━━ TESTO DEL DOCUMENTO ━━

«Nessun deficit democratico». È con la strategia della negazione delle accuse, rivolte settimanalmente a Budapest dalla Commissione europea e sistematicamente rispedite al mittente dal premier Viktor Orbán, che l'esecutivo ungherese evoca stavolta lo spettro di una possibilità estrema, che comincia a prendere forma come un incubo. Mai in modo tanto netto, l'Ungheria aveva infatti palesato le conseguenze di un amore giunto quasi al capolinea: quello che ha finora tenuto insieme nella stessa casa continentale, l'Ue, Paesi dalle differenti visioni della contemporaneità.

━━━
━━ RIGHE FORNITE ━━

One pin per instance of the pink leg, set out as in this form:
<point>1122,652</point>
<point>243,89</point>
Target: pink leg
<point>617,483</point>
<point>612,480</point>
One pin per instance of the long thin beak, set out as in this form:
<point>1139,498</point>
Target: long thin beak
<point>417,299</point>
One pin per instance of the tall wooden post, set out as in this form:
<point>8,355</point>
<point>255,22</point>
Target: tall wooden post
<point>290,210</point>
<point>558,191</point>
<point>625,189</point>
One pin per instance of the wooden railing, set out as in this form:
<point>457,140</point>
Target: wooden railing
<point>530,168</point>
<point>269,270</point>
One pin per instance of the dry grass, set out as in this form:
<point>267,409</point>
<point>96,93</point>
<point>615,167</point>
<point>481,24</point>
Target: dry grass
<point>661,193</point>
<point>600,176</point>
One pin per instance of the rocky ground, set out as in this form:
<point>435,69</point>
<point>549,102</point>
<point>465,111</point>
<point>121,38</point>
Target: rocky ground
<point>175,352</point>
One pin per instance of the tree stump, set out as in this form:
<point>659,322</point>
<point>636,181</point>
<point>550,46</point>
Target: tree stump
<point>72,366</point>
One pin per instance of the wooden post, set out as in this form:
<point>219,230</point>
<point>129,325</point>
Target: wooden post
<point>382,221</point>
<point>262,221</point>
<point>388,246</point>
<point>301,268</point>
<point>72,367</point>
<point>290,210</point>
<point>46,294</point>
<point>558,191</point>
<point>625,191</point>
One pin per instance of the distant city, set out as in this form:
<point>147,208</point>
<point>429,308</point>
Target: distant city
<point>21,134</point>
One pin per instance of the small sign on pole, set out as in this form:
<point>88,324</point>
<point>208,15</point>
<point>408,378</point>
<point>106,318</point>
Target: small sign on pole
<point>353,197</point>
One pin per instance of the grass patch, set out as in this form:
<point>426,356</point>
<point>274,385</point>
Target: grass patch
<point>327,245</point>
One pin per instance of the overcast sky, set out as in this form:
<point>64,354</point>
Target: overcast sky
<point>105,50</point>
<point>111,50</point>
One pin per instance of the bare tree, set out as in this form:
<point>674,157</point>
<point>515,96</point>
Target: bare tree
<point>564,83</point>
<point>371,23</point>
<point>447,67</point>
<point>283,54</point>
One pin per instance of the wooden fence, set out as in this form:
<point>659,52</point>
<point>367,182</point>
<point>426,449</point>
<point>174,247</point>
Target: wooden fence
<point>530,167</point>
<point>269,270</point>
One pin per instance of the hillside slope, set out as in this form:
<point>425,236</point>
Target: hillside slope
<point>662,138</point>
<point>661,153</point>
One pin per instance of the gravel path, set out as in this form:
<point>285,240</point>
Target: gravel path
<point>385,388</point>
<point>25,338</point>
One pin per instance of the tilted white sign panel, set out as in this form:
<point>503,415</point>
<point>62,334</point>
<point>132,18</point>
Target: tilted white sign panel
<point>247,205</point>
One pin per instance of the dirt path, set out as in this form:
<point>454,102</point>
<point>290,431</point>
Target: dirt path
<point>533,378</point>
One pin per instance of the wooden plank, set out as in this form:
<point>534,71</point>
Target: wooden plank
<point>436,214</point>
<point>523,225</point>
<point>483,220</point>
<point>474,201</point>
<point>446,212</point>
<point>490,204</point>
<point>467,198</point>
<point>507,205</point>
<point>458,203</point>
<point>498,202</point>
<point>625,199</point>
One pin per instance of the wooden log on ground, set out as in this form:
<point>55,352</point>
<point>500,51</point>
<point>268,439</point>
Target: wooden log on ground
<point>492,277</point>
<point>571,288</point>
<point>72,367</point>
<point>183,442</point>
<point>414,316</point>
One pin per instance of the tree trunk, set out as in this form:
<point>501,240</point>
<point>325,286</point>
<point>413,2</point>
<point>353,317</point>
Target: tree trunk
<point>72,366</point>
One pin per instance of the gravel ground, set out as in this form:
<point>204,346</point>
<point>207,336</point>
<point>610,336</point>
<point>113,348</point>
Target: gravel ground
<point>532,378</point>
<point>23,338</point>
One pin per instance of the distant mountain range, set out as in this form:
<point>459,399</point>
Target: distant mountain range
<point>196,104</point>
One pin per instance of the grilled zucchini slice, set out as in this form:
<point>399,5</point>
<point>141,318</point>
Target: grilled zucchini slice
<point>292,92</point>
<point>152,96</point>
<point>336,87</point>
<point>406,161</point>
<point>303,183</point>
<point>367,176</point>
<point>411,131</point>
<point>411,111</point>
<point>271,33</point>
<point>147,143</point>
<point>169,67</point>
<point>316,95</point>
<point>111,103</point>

━━━

COSA FARE: Trascrivi per intero il testo del documento, senza cambiare nulla.

RISULTATO DELL'ESERCIZIO:
«Nessun deficit democratico». È con la strategia della negazione delle accuse, rivolte settimanalmente a Budapest dalla Commissione europea e sistematicamente rispedite al mittente dal premier Viktor Orbán, che l'esecutivo ungherese evoca stavolta lo spettro di una possibilità estrema, che comincia a prendere forma come un incubo. Mai in modo tanto netto, l'Ungheria aveva infatti palesato le conseguenze di un amore giunto quasi al capolinea: quello che ha finora tenuto insieme nella stessa casa continentale, l'Ue, Paesi dalle differenti visioni della contemporaneità.